◆ Work instructions ◆
Each entry is to be retyped exactly as it appears. Leave the images out.

(Spatial localization data)
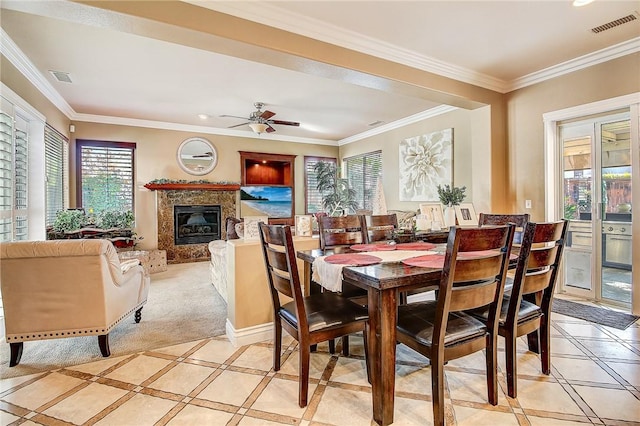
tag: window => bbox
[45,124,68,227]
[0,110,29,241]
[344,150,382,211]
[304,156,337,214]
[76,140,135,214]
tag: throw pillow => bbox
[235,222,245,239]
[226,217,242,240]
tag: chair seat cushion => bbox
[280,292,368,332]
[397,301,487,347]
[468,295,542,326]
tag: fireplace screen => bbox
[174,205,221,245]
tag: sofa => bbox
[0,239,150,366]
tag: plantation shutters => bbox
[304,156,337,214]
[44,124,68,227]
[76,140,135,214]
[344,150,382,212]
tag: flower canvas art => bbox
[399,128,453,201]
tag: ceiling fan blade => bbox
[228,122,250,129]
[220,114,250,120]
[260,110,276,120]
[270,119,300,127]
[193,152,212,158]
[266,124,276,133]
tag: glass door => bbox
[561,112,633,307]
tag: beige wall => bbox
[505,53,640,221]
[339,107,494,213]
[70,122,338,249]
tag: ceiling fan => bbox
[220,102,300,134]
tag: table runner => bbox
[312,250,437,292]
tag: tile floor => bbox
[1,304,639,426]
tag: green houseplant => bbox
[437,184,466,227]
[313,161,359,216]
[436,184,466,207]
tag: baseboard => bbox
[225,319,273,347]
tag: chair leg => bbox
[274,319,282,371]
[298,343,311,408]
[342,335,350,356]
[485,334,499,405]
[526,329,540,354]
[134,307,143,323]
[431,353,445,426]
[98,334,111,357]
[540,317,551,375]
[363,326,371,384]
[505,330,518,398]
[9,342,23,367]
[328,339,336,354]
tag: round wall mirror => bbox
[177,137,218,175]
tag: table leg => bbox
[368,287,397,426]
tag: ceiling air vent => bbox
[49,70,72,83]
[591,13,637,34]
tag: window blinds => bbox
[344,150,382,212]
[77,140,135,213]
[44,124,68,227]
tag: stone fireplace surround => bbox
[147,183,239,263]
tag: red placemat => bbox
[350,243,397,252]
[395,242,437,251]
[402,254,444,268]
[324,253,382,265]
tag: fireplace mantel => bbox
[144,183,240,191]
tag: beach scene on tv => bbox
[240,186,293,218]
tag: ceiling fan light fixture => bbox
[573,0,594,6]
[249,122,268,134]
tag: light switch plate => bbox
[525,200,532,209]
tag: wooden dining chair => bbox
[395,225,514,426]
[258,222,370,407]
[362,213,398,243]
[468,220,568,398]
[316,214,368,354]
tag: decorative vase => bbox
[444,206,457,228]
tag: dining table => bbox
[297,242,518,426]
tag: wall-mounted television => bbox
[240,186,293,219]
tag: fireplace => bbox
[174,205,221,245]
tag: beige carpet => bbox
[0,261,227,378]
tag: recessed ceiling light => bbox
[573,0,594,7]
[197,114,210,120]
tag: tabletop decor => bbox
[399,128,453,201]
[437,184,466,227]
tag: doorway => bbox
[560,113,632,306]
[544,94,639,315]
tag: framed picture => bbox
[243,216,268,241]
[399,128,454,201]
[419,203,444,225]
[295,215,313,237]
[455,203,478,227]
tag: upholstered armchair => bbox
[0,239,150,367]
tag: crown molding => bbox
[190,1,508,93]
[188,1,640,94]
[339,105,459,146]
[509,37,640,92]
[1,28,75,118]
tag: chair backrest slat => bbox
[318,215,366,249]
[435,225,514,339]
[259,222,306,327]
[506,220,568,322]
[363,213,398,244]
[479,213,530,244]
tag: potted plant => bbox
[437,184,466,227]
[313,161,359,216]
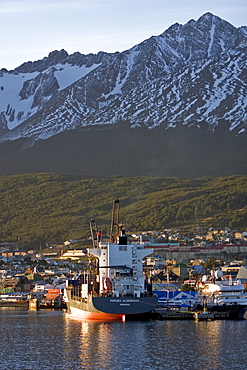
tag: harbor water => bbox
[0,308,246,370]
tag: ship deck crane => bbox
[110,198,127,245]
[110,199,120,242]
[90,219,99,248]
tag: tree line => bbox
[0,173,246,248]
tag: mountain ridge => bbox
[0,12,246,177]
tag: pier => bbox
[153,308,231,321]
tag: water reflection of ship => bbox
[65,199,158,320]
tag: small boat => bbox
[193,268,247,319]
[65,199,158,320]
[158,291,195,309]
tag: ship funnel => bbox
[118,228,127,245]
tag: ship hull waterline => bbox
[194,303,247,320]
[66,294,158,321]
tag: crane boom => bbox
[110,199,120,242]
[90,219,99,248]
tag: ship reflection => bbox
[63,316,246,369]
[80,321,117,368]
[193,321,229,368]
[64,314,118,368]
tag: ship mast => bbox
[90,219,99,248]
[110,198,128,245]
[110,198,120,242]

◆ Output for this exercise ◆
tag: window => bbox
[45,124,68,227]
[0,110,29,241]
[344,150,382,211]
[304,156,337,214]
[76,140,135,214]
tag: throw pillow => bbox
[235,222,245,239]
[226,217,242,240]
tag: chair seat cushion => bbox
[280,292,368,332]
[397,301,487,347]
[468,295,542,326]
tag: fireplace screen => bbox
[174,205,221,245]
tag: sofa => bbox
[0,239,150,366]
tag: plantation shutters => bbox
[304,156,337,214]
[44,124,68,227]
[76,140,135,214]
[344,150,382,212]
tag: flower canvas art => bbox
[399,128,453,201]
tag: ceiling fan blade => bbox
[228,122,250,129]
[220,114,250,120]
[260,110,276,120]
[270,119,300,127]
[193,152,212,158]
[266,124,276,133]
tag: glass door => bbox
[561,112,633,307]
tag: beige wall => bbox
[505,53,640,221]
[339,107,494,213]
[70,122,338,249]
tag: ceiling fan => bbox
[220,102,300,134]
tag: table runner => bbox
[312,250,437,292]
tag: tile floor => bbox
[1,304,639,426]
tag: green houseplant => bbox
[437,184,466,227]
[313,161,359,216]
[436,184,466,207]
tag: baseboard => bbox
[225,319,273,347]
tag: chair leg => bbox
[274,319,282,371]
[298,343,311,408]
[342,335,350,356]
[485,334,499,405]
[526,329,540,354]
[134,307,143,323]
[431,353,445,426]
[98,334,111,357]
[540,317,551,375]
[363,326,371,384]
[505,330,518,398]
[9,342,23,367]
[328,339,336,354]
tag: round wall mirror => bbox
[177,137,218,175]
tag: table leg => bbox
[368,287,397,426]
tag: ceiling air vent => bbox
[49,70,72,83]
[591,13,637,34]
tag: window blinds => bbox
[344,150,382,212]
[77,140,135,213]
[44,124,68,227]
tag: stone fireplace surround => bbox
[147,183,239,263]
tag: red placemat => bbox
[350,243,397,252]
[395,242,437,251]
[402,254,444,268]
[324,253,382,265]
tag: fireplace mantel => bbox
[144,183,240,191]
tag: beach scene on tv => bbox
[240,186,293,218]
tag: ceiling fan light fixture => bbox
[573,0,594,6]
[249,122,268,134]
tag: light switch plate => bbox
[525,200,532,209]
tag: wooden dining chair => bbox
[395,225,514,426]
[258,222,370,407]
[362,213,398,243]
[468,220,568,398]
[316,214,368,354]
tag: decorative vase => bbox
[444,206,457,228]
tag: dining table => bbox
[297,242,518,426]
tag: wall-mounted television => bbox
[240,186,293,219]
tag: fireplace => bbox
[174,205,221,245]
tag: beige carpet => bbox
[0,261,227,378]
tag: recessed ceiling light => bbox
[573,0,594,7]
[197,114,210,120]
tag: tabletop decor => bbox
[399,128,453,201]
[437,184,466,227]
tag: doorway => bbox
[560,113,632,306]
[544,94,639,315]
tag: framed picture => bbox
[243,216,268,241]
[399,128,454,201]
[419,203,444,225]
[295,215,313,237]
[455,203,478,227]
tag: upholstered armchair => bbox
[0,239,150,367]
tag: crown molding => bbox
[190,1,508,93]
[188,1,640,94]
[339,105,459,146]
[509,37,640,92]
[1,28,75,118]
tag: chair backrest slat => bbox
[318,215,366,249]
[435,225,514,339]
[259,222,306,327]
[506,220,568,322]
[363,213,398,244]
[479,213,530,244]
tag: potted plant => bbox
[437,184,466,227]
[313,161,359,216]
tag: harbor water => bbox
[0,308,246,370]
tag: ship deck crane => bbox
[110,198,127,245]
[110,199,120,242]
[90,219,99,248]
tag: tree line => bbox
[0,173,246,248]
tag: mountain ridge => bbox
[0,12,246,177]
tag: pier => bbox
[153,308,231,321]
tag: water reflection of ship => bbox
[65,199,158,320]
tag: small boat => bbox
[193,268,247,319]
[65,199,158,320]
[158,291,195,309]
tag: ship funnel => bbox
[118,228,127,245]
tag: ship hull waterline => bbox
[194,303,247,320]
[66,294,158,321]
tag: crane boom => bbox
[110,199,120,242]
[90,219,99,248]
tag: ship reflection => bbox
[63,316,246,369]
[80,321,117,368]
[193,321,229,368]
[64,314,118,368]
tag: ship mast => bbox
[90,219,99,248]
[110,198,128,245]
[110,198,120,242]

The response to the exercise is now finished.